__DATA FOR THIS TASK__:
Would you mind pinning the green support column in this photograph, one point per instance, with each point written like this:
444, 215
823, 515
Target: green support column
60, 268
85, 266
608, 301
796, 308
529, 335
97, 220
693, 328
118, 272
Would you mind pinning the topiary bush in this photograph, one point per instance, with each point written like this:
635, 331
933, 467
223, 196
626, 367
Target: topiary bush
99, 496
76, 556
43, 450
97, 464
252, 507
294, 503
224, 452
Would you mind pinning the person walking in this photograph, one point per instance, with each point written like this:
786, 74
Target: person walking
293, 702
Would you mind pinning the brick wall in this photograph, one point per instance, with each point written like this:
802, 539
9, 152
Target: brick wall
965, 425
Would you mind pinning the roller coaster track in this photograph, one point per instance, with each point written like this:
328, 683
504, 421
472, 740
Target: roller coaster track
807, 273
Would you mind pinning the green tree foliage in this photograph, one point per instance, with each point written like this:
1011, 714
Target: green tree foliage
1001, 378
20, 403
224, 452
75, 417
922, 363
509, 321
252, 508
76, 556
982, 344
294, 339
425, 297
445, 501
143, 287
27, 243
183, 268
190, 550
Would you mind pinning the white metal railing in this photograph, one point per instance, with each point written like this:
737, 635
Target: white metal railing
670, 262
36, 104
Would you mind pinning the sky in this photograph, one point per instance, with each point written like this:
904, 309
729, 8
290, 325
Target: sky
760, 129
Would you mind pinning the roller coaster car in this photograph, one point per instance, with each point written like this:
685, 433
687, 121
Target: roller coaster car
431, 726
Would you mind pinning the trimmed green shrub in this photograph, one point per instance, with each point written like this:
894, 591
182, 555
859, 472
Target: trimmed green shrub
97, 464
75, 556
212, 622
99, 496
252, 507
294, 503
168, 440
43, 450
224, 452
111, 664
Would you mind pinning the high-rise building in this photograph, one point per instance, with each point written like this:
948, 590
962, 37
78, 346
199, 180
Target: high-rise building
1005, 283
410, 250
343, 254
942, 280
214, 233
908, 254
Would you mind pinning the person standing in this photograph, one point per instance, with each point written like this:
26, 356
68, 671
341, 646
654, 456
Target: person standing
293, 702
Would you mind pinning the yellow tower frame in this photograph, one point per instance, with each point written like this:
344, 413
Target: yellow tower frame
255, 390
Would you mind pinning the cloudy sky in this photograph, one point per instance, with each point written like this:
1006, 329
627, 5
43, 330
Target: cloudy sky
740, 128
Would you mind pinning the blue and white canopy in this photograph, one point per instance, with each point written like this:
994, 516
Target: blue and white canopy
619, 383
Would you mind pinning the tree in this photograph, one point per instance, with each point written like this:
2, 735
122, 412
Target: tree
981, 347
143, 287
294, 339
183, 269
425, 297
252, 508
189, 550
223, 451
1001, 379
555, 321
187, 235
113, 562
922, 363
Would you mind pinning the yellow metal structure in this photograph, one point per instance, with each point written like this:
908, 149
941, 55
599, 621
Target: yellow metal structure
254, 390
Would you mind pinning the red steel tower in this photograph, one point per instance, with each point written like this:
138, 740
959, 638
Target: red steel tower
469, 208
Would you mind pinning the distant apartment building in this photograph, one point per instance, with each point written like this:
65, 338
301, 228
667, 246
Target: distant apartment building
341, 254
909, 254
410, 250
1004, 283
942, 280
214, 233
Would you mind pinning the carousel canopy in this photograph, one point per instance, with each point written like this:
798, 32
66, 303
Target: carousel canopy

__TASK TO COMPLETE__: Reproduce every one of the records above, swapping each "Would you mind pinning" for "Could you mark" and leaving everything else as it is.

__SOLUTION BELOW__:
Could you mark the green support column in this photograph, one point per instance, with each point written like this:
444, 215
823, 515
Target: green support column
60, 268
85, 266
608, 301
796, 308
529, 335
97, 220
693, 328
118, 272
Could you mark the topiary bush in this photograph, one point per instance, with each point written like this:
635, 331
933, 467
223, 196
626, 367
Target: topiary bush
99, 496
76, 556
43, 450
97, 464
252, 507
294, 503
224, 452
Could you mark the person walking in this photograph, one point per instance, with each point written like this:
786, 74
Target: person walking
293, 702
Could you mark the brick wall in this photograph, one point per instance, with each point written like this:
802, 539
9, 152
Target: brick wall
965, 425
Could you mark the roller coaster track in this photograph, one point per instance, with each point written like this:
328, 683
504, 421
472, 740
Target: roller coaster track
807, 273
Could you mark the green tree foliage in this photograph, one point per instance, with each point written like this:
1011, 714
Target: green tree foliage
1001, 378
20, 403
224, 452
75, 417
922, 363
509, 321
252, 508
76, 556
982, 344
294, 339
425, 297
445, 501
143, 287
27, 243
183, 268
190, 550
Could you mark the white metal railing in this photograph, one point per instance, with each point written like this:
737, 635
Target: white metal railing
670, 262
36, 104
Could you mark the sky in this photograph, one point per instance, with each point written like this:
904, 309
729, 8
290, 325
Target: sky
760, 129
Could you mark the roller coaster car in this photograph, one point per instance, with each point written like this:
685, 433
687, 121
Target: roller coaster car
431, 726
Could you mark the trimmed green shrub in this photograph, one point per instance, with each point written like this:
894, 591
182, 555
859, 472
Target: trimmed green shrub
97, 464
75, 556
212, 622
99, 496
252, 507
294, 503
168, 440
43, 450
224, 452
111, 664
Could you mark the high-rise building in this photograph, one point per instance, with each point written like this:
948, 590
962, 37
78, 346
199, 180
Target: high-rise building
1005, 283
410, 250
343, 254
942, 280
214, 233
908, 254
Could you mark the person standing in this photograph, one point per instance, with each point written like this:
26, 356
68, 671
341, 646
654, 456
Target: person standing
293, 702
Could you mark the yellow tower frame in this photograph, one point per instance, with each point written like this:
344, 413
Target: yellow tower frame
255, 390
Could you mark the cloudy sky in this photograph, one point per instance, with each point written like this:
1006, 329
627, 5
43, 330
Target: cloudy sky
740, 128
Could you mark the blue and white canopy in this photograph, one point per instance, with each point written like this:
994, 516
Target: blue and white canopy
619, 383
Could you mark the tree in this photograph, one point per instance, with each point written like this:
2, 735
122, 412
Target: tree
981, 347
143, 287
294, 339
183, 269
425, 297
252, 508
189, 550
223, 451
1001, 379
555, 321
187, 235
113, 562
922, 363
Could you mark the yellow metal structure in this photograph, one point per instance, with each point written like this:
908, 149
941, 55
599, 621
Target: yellow metal structure
254, 390
Could you mark the red steel tower in this photograph, one point per instance, with each point written like this:
138, 740
959, 638
Target: red steel tower
469, 208
Could you mark the distant apartment building in this photograph, one point per instance, with each point written like this:
65, 338
301, 228
667, 246
Target: distant apartment building
341, 254
909, 254
410, 250
1004, 283
942, 280
214, 233
Could you mark the carousel canopy in this photograph, one point per instance, with each point written like this:
798, 32
66, 303
Target: carousel canopy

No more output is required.